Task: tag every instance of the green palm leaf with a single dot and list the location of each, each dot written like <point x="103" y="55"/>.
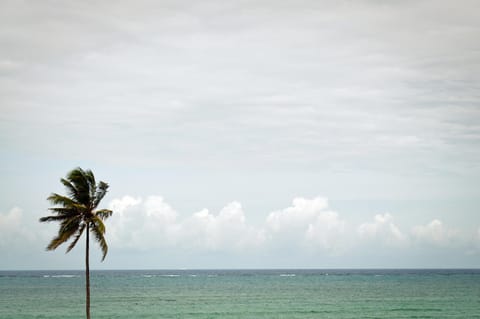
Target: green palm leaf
<point x="76" y="212"/>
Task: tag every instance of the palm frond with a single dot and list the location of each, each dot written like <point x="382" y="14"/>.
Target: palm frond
<point x="68" y="227"/>
<point x="98" y="230"/>
<point x="65" y="211"/>
<point x="71" y="190"/>
<point x="61" y="200"/>
<point x="79" y="179"/>
<point x="77" y="237"/>
<point x="100" y="193"/>
<point x="103" y="214"/>
<point x="53" y="218"/>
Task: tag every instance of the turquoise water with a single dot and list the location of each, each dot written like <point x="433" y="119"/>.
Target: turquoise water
<point x="243" y="294"/>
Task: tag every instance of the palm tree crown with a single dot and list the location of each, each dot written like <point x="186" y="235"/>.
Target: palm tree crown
<point x="78" y="211"/>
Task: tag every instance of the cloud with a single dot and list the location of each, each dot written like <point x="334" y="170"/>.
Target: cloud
<point x="13" y="230"/>
<point x="383" y="231"/>
<point x="307" y="223"/>
<point x="153" y="223"/>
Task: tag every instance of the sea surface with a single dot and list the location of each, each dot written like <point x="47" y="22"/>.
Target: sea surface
<point x="229" y="294"/>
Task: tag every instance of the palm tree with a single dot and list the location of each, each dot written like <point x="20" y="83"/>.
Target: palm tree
<point x="77" y="213"/>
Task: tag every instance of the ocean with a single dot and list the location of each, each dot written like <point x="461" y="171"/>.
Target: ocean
<point x="240" y="294"/>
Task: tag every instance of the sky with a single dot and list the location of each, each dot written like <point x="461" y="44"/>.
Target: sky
<point x="245" y="134"/>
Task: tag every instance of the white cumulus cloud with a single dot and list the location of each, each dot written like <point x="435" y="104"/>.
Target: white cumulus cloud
<point x="13" y="230"/>
<point x="152" y="223"/>
<point x="307" y="223"/>
<point x="384" y="230"/>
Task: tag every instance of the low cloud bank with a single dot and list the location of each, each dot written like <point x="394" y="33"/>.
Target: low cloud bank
<point x="307" y="225"/>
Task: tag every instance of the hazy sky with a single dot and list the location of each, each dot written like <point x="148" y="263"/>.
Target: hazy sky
<point x="245" y="134"/>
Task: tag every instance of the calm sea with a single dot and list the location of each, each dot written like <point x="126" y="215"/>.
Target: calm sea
<point x="242" y="294"/>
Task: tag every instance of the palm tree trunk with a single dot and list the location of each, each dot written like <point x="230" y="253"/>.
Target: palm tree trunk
<point x="87" y="274"/>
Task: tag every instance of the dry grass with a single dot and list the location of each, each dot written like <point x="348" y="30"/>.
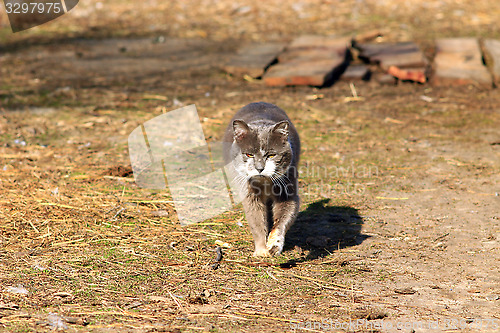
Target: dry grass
<point x="411" y="235"/>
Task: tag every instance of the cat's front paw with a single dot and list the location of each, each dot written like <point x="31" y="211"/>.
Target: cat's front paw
<point x="275" y="243"/>
<point x="261" y="253"/>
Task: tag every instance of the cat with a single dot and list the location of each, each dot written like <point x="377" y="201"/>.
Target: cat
<point x="261" y="153"/>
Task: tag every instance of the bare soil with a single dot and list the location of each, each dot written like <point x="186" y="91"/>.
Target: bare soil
<point x="400" y="217"/>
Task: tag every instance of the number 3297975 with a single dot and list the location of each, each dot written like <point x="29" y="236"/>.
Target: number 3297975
<point x="34" y="8"/>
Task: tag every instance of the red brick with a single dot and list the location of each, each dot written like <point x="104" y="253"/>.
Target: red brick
<point x="492" y="55"/>
<point x="253" y="59"/>
<point x="408" y="74"/>
<point x="356" y="72"/>
<point x="458" y="61"/>
<point x="402" y="55"/>
<point x="314" y="73"/>
<point x="310" y="60"/>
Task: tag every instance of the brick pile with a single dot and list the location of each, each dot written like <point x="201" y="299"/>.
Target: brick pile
<point x="322" y="60"/>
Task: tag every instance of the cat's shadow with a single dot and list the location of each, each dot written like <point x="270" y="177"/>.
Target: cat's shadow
<point x="322" y="229"/>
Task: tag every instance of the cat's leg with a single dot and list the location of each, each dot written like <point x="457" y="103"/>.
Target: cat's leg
<point x="284" y="213"/>
<point x="256" y="214"/>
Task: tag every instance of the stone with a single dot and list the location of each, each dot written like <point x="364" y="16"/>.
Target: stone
<point x="310" y="60"/>
<point x="491" y="49"/>
<point x="254" y="59"/>
<point x="458" y="61"/>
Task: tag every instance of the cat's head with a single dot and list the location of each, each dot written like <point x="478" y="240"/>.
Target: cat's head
<point x="264" y="150"/>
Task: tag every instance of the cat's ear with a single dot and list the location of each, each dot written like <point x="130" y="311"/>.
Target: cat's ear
<point x="281" y="128"/>
<point x="240" y="129"/>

━━━━━━━━━━━━━━━━

Recast every line of the records above as a Markdown table with the columns n and Line, numbering the rows and leaving out blank lines and the pictures.

| n | Line |
|---|---|
| 1 | Task: tag every instance of the green palm leaf with a single dot and list the location of each, each dot written like <point x="103" y="55"/>. |
| 2 | Target: green palm leaf |
| 3 | <point x="76" y="212"/> |
| 4 | Task: tag every instance of the palm frond with a single dot and list the location of each, each dot written like <point x="382" y="14"/>. |
| 5 | Target: palm frond |
| 6 | <point x="68" y="227"/> |
| 7 | <point x="98" y="230"/> |
| 8 | <point x="65" y="211"/> |
| 9 | <point x="71" y="190"/> |
| 10 | <point x="61" y="200"/> |
| 11 | <point x="79" y="179"/> |
| 12 | <point x="77" y="237"/> |
| 13 | <point x="100" y="193"/> |
| 14 | <point x="103" y="214"/> |
| 15 | <point x="53" y="218"/> |
| 16 | Task: tag every instance of the turquoise water with a single dot and list the location of each, each dot written like <point x="433" y="119"/>. |
| 17 | Target: turquoise water |
| 18 | <point x="243" y="294"/> |
| 19 | Task: tag every instance of the palm tree crown with a single dot and list the location of each, each dot written like <point x="186" y="235"/>. |
| 20 | Target: palm tree crown |
| 21 | <point x="78" y="211"/> |
| 22 | Task: tag every instance of the cloud with a single dot and list the location of each, each dot written like <point x="334" y="170"/>. |
| 23 | Target: cloud |
| 24 | <point x="13" y="230"/> |
| 25 | <point x="383" y="231"/> |
| 26 | <point x="307" y="223"/> |
| 27 | <point x="153" y="223"/> |
| 28 | Task: tag every instance of the sea surface with a single dot and list the location of each, each dot written like <point x="47" y="22"/>. |
| 29 | Target: sea surface |
| 30 | <point x="229" y="294"/> |
| 31 | Task: tag every instance of the palm tree with a single dot and list the location of each, each dot written like <point x="20" y="83"/>. |
| 32 | Target: palm tree |
| 33 | <point x="77" y="213"/> |
| 34 | Task: tag every instance of the ocean with a single dot and list the location of each, each dot written like <point x="461" y="171"/>. |
| 35 | Target: ocean |
| 36 | <point x="240" y="294"/> |
| 37 | Task: tag every instance of the sky with a single dot and list the location of each, each dot written like <point x="461" y="44"/>. |
| 38 | Target: sky |
| 39 | <point x="245" y="134"/> |
| 40 | Task: tag every instance of the white cumulus cloud with a single dot and list the location of each, each dot written like <point x="435" y="104"/>. |
| 41 | Target: white cumulus cloud |
| 42 | <point x="13" y="230"/> |
| 43 | <point x="152" y="223"/> |
| 44 | <point x="307" y="223"/> |
| 45 | <point x="384" y="230"/> |
| 46 | Task: tag every instance of the low cloud bank with a single dot and list the location of each, each dot written like <point x="394" y="33"/>. |
| 47 | Target: low cloud bank |
| 48 | <point x="307" y="225"/> |
| 49 | Task: tag every instance of the hazy sky with a single dot and list the location of each, each dot written like <point x="148" y="263"/>. |
| 50 | Target: hazy sky |
| 51 | <point x="245" y="134"/> |
| 52 | Task: tag every instance of the calm sea with a single dot and list the location of each, each dot written like <point x="126" y="215"/>. |
| 53 | Target: calm sea |
| 54 | <point x="242" y="294"/> |
| 55 | Task: tag every instance of the palm tree trunk with a single dot and list the location of each, each dot written like <point x="230" y="253"/>. |
| 56 | Target: palm tree trunk |
| 57 | <point x="87" y="274"/> |
| 58 | Task: tag every instance of the dry grass with a single dot and list the location of each, each dot written like <point x="348" y="30"/>. |
| 59 | Target: dry grass |
| 60 | <point x="411" y="235"/> |
| 61 | Task: tag every instance of the cat's front paw with a single dot and list the location of each, each dot written like <point x="31" y="211"/>. |
| 62 | Target: cat's front paw |
| 63 | <point x="275" y="243"/> |
| 64 | <point x="261" y="253"/> |
| 65 | Task: tag every instance of the cat with a single dot and list the location of each, each dot written like <point x="377" y="201"/>. |
| 66 | Target: cat |
| 67 | <point x="261" y="153"/> |
| 68 | Task: tag every instance of the bare soil with a single dot and list the location of each, each dot written like <point x="186" y="91"/>. |
| 69 | Target: bare soil |
| 70 | <point x="400" y="217"/> |
| 71 | Task: tag every instance of the number 3297975 with a single dot and list the location of each, each dot written like <point x="29" y="236"/>. |
| 72 | Target: number 3297975 |
| 73 | <point x="34" y="8"/> |
| 74 | Task: tag every instance of the red brick with a single dot and list the location of each, each dot written like <point x="104" y="253"/>. |
| 75 | Target: red brick |
| 76 | <point x="492" y="55"/> |
| 77 | <point x="253" y="59"/> |
| 78 | <point x="408" y="74"/> |
| 79 | <point x="356" y="72"/> |
| 80 | <point x="458" y="61"/> |
| 81 | <point x="402" y="55"/> |
| 82 | <point x="314" y="73"/> |
| 83 | <point x="310" y="60"/> |
| 84 | Task: tag every instance of the brick pile with a single dot and list the location of each, each dot written like <point x="201" y="299"/>. |
| 85 | Target: brick pile |
| 86 | <point x="322" y="60"/> |
| 87 | Task: tag every instance of the cat's shadow with a single dot and list the location of each, each dot written like <point x="270" y="177"/>. |
| 88 | Target: cat's shadow |
| 89 | <point x="322" y="229"/> |
| 90 | Task: tag every instance of the cat's leg with a single dot and list the location of each, each dot written like <point x="457" y="103"/>. |
| 91 | Target: cat's leg |
| 92 | <point x="284" y="213"/> |
| 93 | <point x="256" y="214"/> |
| 94 | Task: tag every instance of the stone with a single dot and list the location of each, each dot written like <point x="364" y="16"/>. |
| 95 | Target: stone |
| 96 | <point x="310" y="60"/> |
| 97 | <point x="491" y="49"/> |
| 98 | <point x="254" y="59"/> |
| 99 | <point x="458" y="61"/> |
| 100 | Task: tag every instance of the cat's head with a single dot and list the location of each, each dot written like <point x="478" y="240"/>. |
| 101 | Target: cat's head |
| 102 | <point x="264" y="150"/> |
| 103 | Task: tag every instance of the cat's ear with a single dot and list the location of each, each dot written like <point x="130" y="311"/>. |
| 104 | Target: cat's ear |
| 105 | <point x="281" y="128"/> |
| 106 | <point x="240" y="129"/> |